=== Begin Enclosure ===

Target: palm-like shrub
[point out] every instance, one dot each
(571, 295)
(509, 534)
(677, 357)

=== End Enclosure ===
=== Begin Enclosure ===

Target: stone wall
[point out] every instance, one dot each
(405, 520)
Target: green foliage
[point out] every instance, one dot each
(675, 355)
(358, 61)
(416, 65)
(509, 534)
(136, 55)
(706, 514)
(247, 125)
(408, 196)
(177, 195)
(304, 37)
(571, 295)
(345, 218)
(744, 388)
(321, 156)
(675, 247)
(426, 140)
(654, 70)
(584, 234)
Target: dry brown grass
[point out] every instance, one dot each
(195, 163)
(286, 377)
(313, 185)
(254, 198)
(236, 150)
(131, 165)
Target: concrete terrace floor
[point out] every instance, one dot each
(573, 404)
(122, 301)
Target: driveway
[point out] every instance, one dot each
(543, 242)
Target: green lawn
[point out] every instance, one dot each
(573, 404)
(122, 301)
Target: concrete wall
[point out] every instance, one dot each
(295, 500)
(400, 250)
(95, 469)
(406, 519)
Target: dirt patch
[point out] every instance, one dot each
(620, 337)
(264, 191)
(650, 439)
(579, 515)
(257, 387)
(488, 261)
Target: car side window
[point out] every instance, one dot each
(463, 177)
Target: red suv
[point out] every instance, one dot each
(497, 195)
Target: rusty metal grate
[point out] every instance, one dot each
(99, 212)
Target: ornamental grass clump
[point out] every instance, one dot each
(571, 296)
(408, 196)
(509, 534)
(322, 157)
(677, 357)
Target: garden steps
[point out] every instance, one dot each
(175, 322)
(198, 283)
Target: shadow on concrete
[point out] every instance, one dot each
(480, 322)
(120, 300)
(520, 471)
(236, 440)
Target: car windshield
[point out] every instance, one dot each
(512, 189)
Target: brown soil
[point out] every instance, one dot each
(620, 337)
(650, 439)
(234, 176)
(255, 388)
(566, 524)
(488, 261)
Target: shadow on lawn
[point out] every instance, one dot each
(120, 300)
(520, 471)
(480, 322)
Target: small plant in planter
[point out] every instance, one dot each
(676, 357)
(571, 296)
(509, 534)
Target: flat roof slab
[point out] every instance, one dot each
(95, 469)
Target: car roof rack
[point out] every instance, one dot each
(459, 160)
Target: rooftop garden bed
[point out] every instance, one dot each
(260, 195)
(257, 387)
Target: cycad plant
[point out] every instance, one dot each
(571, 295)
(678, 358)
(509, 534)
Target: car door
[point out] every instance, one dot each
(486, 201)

=== End Enclosure ===
=== Begin Enclosure ===

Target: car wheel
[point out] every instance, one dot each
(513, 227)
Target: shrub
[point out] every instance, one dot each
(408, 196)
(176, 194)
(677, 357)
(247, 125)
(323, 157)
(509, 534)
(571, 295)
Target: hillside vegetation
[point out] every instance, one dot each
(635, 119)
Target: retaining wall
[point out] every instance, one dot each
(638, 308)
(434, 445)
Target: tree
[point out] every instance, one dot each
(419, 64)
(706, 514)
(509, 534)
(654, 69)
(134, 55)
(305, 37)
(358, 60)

=== End Enclosure ===

■ About this task
Using the records above, write out exactly the lines between the one holding "Target: rusty metal grate" and the one holding "Target: shadow on concrete", inclusive; leave everything else out.

■ Problem solution
Target: rusty metal grate
[point out] every instance, one dot each
(99, 212)
Target: ornamental grass clump
[point out] every instance, one dot each
(571, 296)
(408, 196)
(509, 534)
(322, 157)
(677, 357)
Target: garden steps
[point out] every instance, one dot each
(175, 322)
(198, 283)
Target: shadow on concrete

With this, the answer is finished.